*Testo fornito*.
VI Domenica del Tempo Ordinario – anno B – Mc 1,40-45 –
Brutta malattia è la lebbra! Come brutte sono tutte le malattie gravi, quelle contagiose e quelle che poco alla volta trasformano e consumano le persone che ne sono affette. Quando siamo a contatto con persone vessate e consumate dalla malattia, la prima reazione è di voltarci dall’altra parte, di fuggire via lontano, di non entrare a contatto con loro. E’ come se non volessimo vedere o, peggio, non sapere. Malattia e sofferenza ci fanno paura quando le viviamo in prima persona, ma ci intimoriscono anche quando le vediamo addosso agli altri. Gesù, invece, ci insegna a guardare negli occhi di chi è malato, così come ci dice che quando siamo malati dobbiamo trovare tutto il coraggio per affrontare la sofferenza.
«Venne da lui un lebbroso…»
La lebbra. Malattia che ancora oggi, al solo nominarla, intimorisce perché sa di contagio. Ai tempi di Gesù, il malato di lebbra, per legge, era cacciato dalla città, allontanato da tutti, non poteva avere contatti con nessuno, perché contagioso e considerato castigato da Dio.
Gesù anche in questo stupisce i suoi discepoli, supera la legge, si avvicina al lebbroso “tende la mano, lo tocca”, perché nessun uomo va lasciato lontano e solo, cacciato via e messo ai margini: nessuno, ci vuole dire Gesù, è punito da Dio con la malattia.
Gesù tocca chi per legge non si può toccare, lo avvicina perché lo ama alla pari di ogni altro uomo, gli tende la mano perché nessuna malattia è da considerare “castigo di Dio”.
Qualche volta lebbrosi lo siamo tutti, perché messi ai margini della vita sociale o perché noi stessi ci tiriamo fuori dall’impegno civile o ecclesiale. Altre volte i malati di lebbra li creiamo anche noi, quando poniamo ai margini della nostra vita qualcuno o puntiamo il dito contro chi è diverso da noi.
«Se vuoi, puoi purificarmi!»
Quando siamo malati spesso siamo impazienti, irascibili, scontrosi; desideriamo essere serviti subito e, come i bambini, facciamo capricci. Nel brano di questa domenica, il lebbroso ci indica un modo nuovo di vivere la malattia e la sofferenza. Lui, che è scartato e allontanato da tutti, messo fuori dalla società, ci insegna come vivere e affrontare la malattia e in nome di tutti noi, pronunzia parole meravigliose: «Se vuoi, puoi guarirmi!».
Quanta delicatezza e rispetto in queste parole, quanta umiltà e discrezione in questa frase: “Signore, solo se tu vuoi”. Nella bocca del lebbroso non c’è nessuna costrizione o pretesa: la sua vita dipende dalla volontà di Gesù.

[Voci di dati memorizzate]
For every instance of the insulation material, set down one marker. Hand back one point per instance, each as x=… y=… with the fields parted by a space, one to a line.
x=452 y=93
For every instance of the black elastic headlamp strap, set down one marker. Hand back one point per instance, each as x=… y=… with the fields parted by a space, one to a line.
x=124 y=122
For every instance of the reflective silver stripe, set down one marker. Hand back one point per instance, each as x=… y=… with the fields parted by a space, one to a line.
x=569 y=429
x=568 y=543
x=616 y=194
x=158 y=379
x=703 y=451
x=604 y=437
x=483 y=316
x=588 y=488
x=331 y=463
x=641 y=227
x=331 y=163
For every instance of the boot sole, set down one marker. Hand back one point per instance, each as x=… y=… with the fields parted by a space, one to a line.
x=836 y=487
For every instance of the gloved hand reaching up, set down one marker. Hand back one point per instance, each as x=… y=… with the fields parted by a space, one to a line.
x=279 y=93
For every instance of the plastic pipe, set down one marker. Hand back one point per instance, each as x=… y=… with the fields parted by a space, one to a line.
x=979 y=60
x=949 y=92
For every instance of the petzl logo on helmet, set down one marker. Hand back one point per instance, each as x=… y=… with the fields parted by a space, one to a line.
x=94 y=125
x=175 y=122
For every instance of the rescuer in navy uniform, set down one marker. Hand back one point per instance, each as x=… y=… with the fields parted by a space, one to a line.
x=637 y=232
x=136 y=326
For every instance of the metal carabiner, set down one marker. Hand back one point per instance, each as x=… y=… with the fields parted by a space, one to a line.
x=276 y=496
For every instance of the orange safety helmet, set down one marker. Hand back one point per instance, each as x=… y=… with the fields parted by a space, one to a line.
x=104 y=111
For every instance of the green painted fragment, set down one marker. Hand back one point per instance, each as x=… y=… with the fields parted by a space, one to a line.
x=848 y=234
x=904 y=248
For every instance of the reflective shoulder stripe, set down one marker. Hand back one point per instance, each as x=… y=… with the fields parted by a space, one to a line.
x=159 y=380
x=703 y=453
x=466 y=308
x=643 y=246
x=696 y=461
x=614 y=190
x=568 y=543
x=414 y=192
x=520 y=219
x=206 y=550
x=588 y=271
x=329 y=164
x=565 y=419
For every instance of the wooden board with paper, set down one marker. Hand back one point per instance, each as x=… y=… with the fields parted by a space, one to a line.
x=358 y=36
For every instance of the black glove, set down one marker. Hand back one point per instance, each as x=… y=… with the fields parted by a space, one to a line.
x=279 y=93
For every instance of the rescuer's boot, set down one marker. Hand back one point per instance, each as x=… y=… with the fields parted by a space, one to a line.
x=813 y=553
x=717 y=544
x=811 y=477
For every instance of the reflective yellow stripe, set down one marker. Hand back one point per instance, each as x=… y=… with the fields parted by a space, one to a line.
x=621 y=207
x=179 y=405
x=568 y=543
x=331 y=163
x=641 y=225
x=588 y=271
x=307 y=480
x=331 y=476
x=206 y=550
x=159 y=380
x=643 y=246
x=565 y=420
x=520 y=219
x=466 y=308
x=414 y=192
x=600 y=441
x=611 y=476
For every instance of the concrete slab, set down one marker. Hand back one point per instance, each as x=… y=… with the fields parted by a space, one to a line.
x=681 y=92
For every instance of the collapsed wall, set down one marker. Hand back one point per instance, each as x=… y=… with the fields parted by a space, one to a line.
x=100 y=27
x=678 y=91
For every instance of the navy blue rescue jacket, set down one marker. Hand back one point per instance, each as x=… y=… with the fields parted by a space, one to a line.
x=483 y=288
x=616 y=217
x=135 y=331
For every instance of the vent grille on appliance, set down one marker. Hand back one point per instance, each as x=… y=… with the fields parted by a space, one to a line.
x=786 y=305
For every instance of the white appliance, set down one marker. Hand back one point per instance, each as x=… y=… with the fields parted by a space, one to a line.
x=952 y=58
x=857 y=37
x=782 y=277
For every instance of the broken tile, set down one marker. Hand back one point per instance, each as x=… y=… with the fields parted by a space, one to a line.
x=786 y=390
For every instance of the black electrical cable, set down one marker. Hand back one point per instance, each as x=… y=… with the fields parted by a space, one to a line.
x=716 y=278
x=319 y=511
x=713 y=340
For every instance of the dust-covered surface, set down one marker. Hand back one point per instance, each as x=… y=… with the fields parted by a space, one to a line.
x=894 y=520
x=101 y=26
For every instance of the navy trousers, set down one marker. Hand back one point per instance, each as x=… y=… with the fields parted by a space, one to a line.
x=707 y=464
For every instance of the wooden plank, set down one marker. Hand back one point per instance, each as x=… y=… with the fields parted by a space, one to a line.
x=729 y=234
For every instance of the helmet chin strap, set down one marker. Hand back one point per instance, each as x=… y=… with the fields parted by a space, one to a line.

*Istruzioni*. Elenca gli aggettivi con cui il commento al Vangelo descrive come siamo spesso quando siamo malati. Le righe sono materiale a sé stante, distinto dal commento al Vangelo.

*Soluzione*. Impazienti, irascibili, scontrosi.